> **Data items**:
::::::::
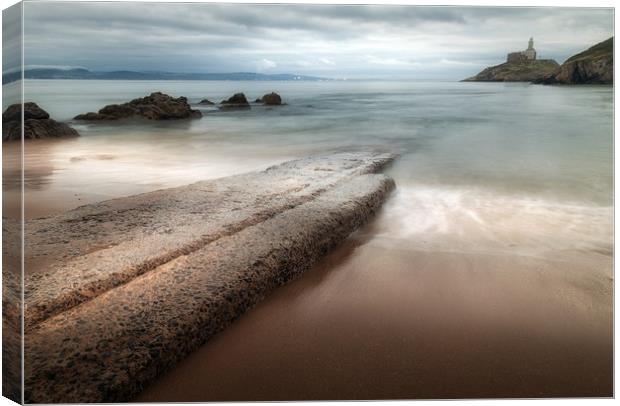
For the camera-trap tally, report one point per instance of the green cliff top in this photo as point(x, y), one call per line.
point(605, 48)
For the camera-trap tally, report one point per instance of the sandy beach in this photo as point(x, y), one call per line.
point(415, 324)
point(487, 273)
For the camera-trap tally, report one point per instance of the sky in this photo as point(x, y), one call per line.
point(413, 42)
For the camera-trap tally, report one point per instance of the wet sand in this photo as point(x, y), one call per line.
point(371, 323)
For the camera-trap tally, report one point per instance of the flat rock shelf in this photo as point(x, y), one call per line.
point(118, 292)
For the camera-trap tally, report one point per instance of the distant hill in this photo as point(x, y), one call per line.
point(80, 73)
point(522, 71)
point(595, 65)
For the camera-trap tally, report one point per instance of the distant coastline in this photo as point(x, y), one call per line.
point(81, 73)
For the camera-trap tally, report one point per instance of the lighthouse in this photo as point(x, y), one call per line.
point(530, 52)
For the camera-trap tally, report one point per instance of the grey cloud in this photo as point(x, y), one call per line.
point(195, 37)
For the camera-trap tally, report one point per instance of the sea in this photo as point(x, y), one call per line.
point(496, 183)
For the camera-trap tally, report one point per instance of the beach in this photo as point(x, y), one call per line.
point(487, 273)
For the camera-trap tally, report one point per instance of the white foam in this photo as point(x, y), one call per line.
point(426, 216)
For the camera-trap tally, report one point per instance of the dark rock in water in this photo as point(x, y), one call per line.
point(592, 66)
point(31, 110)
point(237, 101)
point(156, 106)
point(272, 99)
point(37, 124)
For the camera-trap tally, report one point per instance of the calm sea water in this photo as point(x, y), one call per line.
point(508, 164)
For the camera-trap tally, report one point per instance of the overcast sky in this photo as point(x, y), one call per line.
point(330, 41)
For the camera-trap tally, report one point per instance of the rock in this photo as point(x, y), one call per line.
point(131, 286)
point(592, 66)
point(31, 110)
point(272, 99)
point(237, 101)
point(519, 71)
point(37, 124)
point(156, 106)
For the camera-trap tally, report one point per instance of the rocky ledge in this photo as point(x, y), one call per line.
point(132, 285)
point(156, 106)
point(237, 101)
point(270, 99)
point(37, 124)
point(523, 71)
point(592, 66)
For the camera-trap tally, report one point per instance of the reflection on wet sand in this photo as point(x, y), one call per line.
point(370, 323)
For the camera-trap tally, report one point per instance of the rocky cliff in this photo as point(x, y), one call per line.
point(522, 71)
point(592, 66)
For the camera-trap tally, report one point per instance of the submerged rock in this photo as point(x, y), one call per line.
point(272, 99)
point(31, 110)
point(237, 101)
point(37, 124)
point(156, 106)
::::::::
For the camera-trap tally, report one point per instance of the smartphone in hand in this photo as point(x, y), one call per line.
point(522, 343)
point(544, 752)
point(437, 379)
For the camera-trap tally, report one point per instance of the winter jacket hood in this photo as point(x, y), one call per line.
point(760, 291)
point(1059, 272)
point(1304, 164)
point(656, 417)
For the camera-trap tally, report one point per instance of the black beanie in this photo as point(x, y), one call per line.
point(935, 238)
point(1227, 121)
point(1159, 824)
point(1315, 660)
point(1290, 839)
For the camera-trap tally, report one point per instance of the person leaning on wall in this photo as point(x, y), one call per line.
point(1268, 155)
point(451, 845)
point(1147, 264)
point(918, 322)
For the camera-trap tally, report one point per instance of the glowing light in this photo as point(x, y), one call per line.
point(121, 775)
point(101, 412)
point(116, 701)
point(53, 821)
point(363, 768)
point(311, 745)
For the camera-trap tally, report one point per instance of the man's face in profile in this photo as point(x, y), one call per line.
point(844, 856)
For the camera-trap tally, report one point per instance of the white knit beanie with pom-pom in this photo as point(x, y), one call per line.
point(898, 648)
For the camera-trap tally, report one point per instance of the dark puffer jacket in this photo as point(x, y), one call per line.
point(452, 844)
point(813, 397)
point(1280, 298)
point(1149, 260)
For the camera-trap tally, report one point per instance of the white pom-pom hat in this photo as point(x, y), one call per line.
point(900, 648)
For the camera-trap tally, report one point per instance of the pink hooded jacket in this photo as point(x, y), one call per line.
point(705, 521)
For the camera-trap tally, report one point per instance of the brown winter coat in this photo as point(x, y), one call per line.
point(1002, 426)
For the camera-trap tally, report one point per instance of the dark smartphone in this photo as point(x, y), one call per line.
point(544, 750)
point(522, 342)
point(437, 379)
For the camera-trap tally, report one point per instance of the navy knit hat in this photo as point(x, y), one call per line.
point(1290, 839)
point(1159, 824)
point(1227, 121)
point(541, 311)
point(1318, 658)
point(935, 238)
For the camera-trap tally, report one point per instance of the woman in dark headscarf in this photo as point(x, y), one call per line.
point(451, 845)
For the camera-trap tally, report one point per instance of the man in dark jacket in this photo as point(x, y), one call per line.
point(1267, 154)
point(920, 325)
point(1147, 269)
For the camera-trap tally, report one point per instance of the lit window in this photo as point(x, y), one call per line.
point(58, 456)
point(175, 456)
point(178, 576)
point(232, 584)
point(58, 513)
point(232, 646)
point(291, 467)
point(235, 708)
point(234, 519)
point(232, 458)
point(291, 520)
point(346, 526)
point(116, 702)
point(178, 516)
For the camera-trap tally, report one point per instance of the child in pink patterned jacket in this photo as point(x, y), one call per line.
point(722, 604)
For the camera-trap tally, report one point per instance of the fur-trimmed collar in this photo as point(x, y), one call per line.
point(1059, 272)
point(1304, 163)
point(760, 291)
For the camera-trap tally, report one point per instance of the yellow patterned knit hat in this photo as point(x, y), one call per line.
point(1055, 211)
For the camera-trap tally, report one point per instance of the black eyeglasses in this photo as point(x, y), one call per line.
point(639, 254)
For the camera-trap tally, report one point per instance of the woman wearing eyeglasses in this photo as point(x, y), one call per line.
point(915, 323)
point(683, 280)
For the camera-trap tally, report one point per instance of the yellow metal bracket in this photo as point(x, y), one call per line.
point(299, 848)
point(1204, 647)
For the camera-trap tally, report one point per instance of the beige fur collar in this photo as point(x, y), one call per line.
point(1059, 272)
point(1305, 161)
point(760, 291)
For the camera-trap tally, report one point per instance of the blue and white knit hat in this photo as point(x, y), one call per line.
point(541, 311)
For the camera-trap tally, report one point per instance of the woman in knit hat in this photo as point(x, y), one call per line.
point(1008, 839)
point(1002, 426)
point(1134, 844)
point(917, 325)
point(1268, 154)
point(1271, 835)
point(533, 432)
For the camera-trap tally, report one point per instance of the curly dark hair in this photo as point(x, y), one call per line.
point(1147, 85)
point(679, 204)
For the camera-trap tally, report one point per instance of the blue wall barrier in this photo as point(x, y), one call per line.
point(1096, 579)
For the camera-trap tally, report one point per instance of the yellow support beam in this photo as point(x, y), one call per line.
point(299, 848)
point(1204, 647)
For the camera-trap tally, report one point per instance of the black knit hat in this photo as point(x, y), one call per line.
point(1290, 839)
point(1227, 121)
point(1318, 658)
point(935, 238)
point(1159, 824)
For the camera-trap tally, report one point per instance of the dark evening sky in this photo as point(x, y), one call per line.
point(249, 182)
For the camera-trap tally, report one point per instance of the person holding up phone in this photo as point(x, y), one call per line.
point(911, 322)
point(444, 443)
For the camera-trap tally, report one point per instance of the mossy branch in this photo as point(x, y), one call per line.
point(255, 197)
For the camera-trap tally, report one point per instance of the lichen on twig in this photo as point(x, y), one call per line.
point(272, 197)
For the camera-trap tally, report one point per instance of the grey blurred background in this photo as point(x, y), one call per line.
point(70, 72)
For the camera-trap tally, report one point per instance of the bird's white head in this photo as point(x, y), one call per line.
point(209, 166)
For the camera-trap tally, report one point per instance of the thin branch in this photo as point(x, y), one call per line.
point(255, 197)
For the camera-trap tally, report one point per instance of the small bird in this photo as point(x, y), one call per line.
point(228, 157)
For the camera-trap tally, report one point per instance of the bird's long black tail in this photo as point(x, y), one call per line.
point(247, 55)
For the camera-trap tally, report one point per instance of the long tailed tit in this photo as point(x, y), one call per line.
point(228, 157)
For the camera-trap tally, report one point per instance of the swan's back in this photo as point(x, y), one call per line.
::::::::
> **INSTRUCTIONS FOR THE TASK**:
Can you rewrite the stretch of data from the line containing "of the green" through the line containing "point(81, 73)", replacing "sandy beach" with "pebble beach" and leaving everything else unchanged?

> **ANSWER TO THE EXERCISE**:
For the camera-trap tally, report one point per instance of the green cliff top in this photo as point(x, y), one call per line.
point(605, 48)
For the camera-trap tally, report one point per instance of the pebble beach in this photo as point(x, y), one call per line.
point(415, 324)
point(487, 273)
For the camera-trap tally, report one point per instance of the sky in this photo as point(x, y), one call per line.
point(413, 42)
For the camera-trap tally, report one point per instance of the wet sand in this photo as point(x, y), one call per line.
point(371, 323)
For the camera-trap tally, report one point per instance of the flat rock shelf in this photo as point(x, y), one call per line.
point(118, 292)
For the camera-trap tally, report one point per instance of the distant hill in this photo as point(x, y), one call per line.
point(80, 73)
point(522, 71)
point(595, 65)
For the camera-trap tally, report one point per instance of the distant coastline in this photo as point(x, y), one call per line.
point(81, 73)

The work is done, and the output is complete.